§ **TESTO IN ESAME**:
▼

Partendo da queste premesse, l'11 giugno si è tenuto il Convegno “Le Disabilità Invisibili: focus sul Parkinson Giovanile”, che si è focalizzato su come far uscire i giovani parkinsoniani dall'invisibilità e come togliere loro lo stigma sociale, partendo dai risultati di un'indagine commissionata ad InTribe dall'associazione Aigp (Associazione Italiana Giovani Parkinsoniani) Onlus.
«Con questa analisi vogliamo portare all'attenzione della società cosa implica avere il Parkinson Giovanile» afferma Claudia Milani, Presidente di Aigp Onlus: «al fine di stimolare un'empatia collettiva che vada a beneficio di tutti e che consenta giovani parkinsoniani di sentirsi capiti e quindi accettati».
La scarsa percezione e conoscenza del Parkinson giovanile, in quanto malattia cronica, porta sovente ad una disattenzione da parte delle forze economiche, politiche e sociali. A causa di risorse limitate, viene data la prerogativa finanziaria a quei trattamenti efficaci a far ripristinare la funzione fisica entro un arco di tempo limitato, e quindi a favore di qualsiasi tipo di problema acuto ma non cronico.
Le scelte economiche relative ai fondi sanitari disponibili e le pratiche burocratiche distribuiscono quindi, nel tessuto sociale, iniquità nell'accesso alla cura. Il Giovane Parkinsoniano si trova a subire dei paradossi che limitano l'accesso a servizi sanitari che esulano dal sostegno farmacologico come, ad esempio, sessioni continuative di fisioterapia, logopedia, sostegno psicologico ecc.
L'indagine svolta è stata categorizzata nell'ottica del malato, al fine di creare uno strumento diagnostico nella comprensione del dolore dei malati, un dizionario che consente una più facile lettura di come il Parkinson giovanile viene vissuto, percepito e condiviso dalle persone affette da questa patologia.

▲

Voci tratte da una raccolta
▼

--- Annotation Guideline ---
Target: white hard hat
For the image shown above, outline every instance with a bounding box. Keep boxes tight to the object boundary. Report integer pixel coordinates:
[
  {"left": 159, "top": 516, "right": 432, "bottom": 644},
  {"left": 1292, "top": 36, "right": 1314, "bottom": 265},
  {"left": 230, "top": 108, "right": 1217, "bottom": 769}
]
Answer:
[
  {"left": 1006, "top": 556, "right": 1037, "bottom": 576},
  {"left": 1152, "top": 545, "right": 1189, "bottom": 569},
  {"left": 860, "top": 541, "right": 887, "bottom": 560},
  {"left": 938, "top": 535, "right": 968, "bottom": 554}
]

▲
▼

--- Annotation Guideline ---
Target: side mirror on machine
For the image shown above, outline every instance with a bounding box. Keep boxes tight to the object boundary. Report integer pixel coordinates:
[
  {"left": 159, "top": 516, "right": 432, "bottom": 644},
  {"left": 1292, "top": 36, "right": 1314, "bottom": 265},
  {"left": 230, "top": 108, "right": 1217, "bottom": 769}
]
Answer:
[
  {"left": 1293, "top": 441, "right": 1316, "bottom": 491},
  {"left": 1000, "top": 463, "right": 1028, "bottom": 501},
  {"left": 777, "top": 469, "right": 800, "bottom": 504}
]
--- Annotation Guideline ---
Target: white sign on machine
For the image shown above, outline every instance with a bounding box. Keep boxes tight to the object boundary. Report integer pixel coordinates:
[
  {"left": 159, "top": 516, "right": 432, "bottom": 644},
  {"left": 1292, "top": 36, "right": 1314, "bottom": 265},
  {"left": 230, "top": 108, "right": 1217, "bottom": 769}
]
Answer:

▲

§ **COMPITI ASSEGNATI**:
1. Nel testo sul Parkinson giovanile, quale associazione ha commissionato l'indagine a InTribe?
2. Per favore, scrivi il seguito del testo sul Parkinson giovanile, riprendendo dopo la sua ultima frase.

§ **RISPOSTE AI COMPITI**:
1. L'associazione Aigp (Associazione Italiana Giovani Parkinsoniani) Onlus.

2.
Il concetto d'invisibilità assume, in questa analisi, una triplice faccia:
1.Invisibilità come incomprensione da parte della società
2.Invisibilità come omertà, scudo della famiglia attorno al malato o malato che si nasconde
3.Invisibilità, agli occhi dei medici, che molto spesso non vedono la persona nascosta dietro la patologia
Il cuore dell'analisi svolta è il Cultural Iceberg, uno strumento che fotografa il processo di costruzione dell'esperienza personale dei malati di Parkinson giovanile che sono parte di in un determinato ambiente socio-culturale.
Il concetto su cui si fonda questo strumento è che ciò che le persone comunicano deriva da valori culturali, credenze e convinzioni profonde. L'analisi quindi non può prescindere dai concetti di valori e di norme culturali, elementi indispensabili per determinare i comportamenti (volontari o involontari) causati dalla malattia.
Da questa analisi si evince come la cultura occidentale consideri la malattia come aspetto deviante e come tale da ripristinare, controllare e/o marginalizzare.
Le aspettative socio-culturali attribuiscono all'individuo la qualità ideale di decidere il proprio destino grazie alle capacità personali. Se, a causa di una patologia cronica, queste capacità vengono ridotte o annullate si è inadeguati: diventa quindi necessario cercare di rendere invisibile la propria malattia alla società.
In questo contesto i giovani parkinsoniani si sentono marchiati dalla malattia e, temendo che questo aspetto traspaia agli occhi degli altri, si ipermedicalizzano o giustificano costantemente i loro comportamenti anomali. Altri ancora, almeno in una fase iniziale delle relazioni, assumono atteggiamenti arroganti con una forte componente d'ira.
Nel corso dell'analisi e delle interviste è emerso come l'approccio alla malattia e la reazione emotiva dei familiari siano spesso diversi a seconda se il malato sia uomo o donna. Se l'uomo ha una maggiore possibilità di farsi carico della propria malattia e di trovare le strategie personali migliori per conviverci, la donna non abbandona mai, nonostante il Parkinson, il carico della famiglia e dell'eventuale lavoro.
Molte facce della medesima malattia: dalle differenze di genere, all'incomunicabilità con i medici, dalla perdita del lavoro al forte stigma sociale. La chiave di volta è racchiusa in una maggiore comprensione e accettazione del giovane parkinsoniano, come persona che ha le capacità di vivere una vita normale e appagante, come chiunque altro.